→ EXERCISE GOAL: How many lines of the items below contain the string "surface"? Case counts; give only the number.

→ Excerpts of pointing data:
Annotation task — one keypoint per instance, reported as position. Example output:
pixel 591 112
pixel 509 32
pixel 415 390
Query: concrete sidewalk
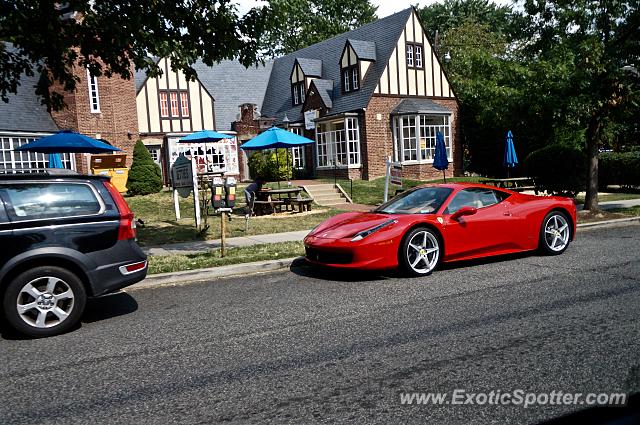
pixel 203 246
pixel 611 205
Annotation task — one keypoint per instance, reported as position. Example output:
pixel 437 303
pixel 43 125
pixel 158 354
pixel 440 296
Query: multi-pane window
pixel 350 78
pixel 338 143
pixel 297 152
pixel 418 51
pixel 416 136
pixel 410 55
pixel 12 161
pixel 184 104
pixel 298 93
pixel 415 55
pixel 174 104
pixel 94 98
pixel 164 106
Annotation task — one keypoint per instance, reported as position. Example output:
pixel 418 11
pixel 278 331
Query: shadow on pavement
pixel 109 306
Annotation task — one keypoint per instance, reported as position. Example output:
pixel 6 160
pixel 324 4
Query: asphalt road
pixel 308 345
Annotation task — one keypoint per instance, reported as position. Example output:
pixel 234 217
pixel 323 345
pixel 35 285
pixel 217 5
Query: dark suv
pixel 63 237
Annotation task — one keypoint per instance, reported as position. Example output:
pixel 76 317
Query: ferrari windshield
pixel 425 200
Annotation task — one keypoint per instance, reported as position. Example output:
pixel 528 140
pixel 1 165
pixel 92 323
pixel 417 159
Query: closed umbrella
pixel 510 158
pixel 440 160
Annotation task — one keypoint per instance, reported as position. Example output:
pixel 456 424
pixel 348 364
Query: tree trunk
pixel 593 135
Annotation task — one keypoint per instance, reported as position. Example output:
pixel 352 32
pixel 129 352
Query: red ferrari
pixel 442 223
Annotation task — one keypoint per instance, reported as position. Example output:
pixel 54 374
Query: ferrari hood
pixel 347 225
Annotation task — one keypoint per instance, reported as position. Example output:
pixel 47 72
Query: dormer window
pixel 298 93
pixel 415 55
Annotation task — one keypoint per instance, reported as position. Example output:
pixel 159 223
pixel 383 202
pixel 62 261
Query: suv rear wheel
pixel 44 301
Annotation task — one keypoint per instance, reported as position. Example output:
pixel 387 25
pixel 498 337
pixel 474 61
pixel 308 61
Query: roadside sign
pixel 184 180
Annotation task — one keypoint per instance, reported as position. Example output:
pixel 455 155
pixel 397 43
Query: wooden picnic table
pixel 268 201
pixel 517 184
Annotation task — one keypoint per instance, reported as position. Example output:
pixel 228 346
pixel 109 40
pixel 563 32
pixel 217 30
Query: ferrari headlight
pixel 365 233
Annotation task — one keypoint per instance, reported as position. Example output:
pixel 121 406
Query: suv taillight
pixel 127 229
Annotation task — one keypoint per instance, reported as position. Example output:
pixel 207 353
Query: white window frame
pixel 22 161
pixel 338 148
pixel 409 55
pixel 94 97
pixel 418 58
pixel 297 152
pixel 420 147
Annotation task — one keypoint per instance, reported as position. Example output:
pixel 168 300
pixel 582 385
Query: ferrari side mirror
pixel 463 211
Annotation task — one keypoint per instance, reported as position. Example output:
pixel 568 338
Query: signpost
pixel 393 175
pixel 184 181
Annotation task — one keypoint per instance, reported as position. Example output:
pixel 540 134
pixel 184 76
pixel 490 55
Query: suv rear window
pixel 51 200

==

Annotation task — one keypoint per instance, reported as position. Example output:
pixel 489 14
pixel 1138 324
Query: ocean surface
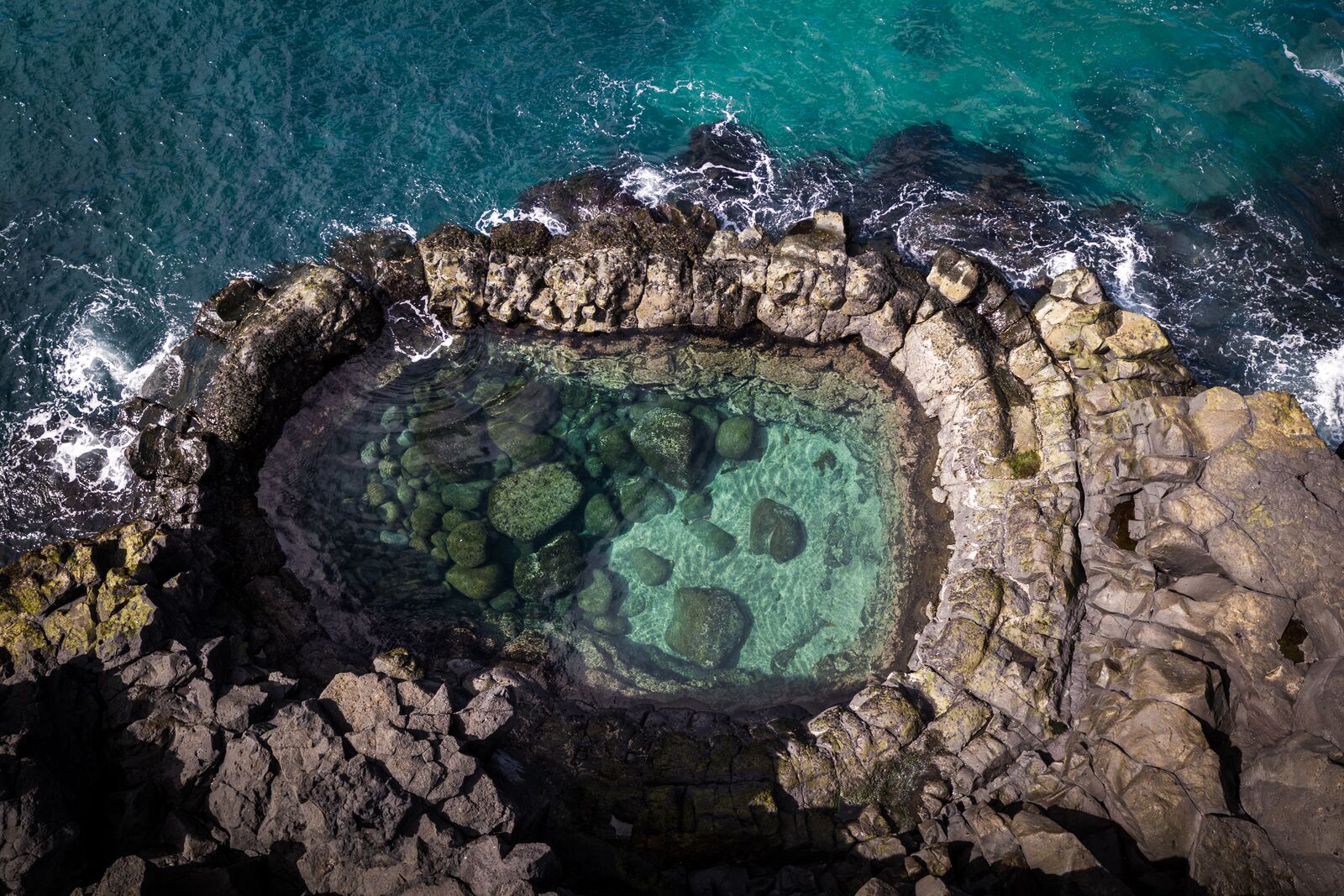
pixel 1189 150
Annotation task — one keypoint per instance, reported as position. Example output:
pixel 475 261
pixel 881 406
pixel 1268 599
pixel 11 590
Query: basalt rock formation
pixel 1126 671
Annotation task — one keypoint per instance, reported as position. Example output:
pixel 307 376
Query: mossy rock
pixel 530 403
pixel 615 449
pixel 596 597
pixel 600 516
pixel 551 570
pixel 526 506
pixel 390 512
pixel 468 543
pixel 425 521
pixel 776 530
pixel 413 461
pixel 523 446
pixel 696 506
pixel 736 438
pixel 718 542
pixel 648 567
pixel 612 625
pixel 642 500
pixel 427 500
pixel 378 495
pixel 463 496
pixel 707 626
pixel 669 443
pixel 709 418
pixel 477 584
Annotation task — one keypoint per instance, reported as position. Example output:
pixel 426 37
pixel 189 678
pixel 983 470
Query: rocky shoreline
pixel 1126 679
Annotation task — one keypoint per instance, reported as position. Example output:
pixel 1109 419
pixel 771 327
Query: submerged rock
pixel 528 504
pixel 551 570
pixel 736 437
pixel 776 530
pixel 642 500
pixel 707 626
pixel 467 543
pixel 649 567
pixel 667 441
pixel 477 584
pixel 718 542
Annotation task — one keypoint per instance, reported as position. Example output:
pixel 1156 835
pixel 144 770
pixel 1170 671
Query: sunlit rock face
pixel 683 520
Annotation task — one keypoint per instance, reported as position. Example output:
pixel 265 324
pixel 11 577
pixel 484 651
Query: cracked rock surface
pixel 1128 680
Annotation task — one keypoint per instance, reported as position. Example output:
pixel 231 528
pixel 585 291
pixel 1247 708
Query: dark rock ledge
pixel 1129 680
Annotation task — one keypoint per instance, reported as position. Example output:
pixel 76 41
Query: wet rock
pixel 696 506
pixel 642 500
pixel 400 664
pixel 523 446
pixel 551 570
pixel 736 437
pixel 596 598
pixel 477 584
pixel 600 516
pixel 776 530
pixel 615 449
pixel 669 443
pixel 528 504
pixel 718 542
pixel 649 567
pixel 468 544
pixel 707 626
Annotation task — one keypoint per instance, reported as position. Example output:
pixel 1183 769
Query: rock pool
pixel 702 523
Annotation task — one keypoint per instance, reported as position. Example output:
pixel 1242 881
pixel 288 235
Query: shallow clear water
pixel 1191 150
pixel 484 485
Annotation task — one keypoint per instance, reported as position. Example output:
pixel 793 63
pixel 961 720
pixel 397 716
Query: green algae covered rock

→ SOLUTION FOR THIS EXERCISE: 2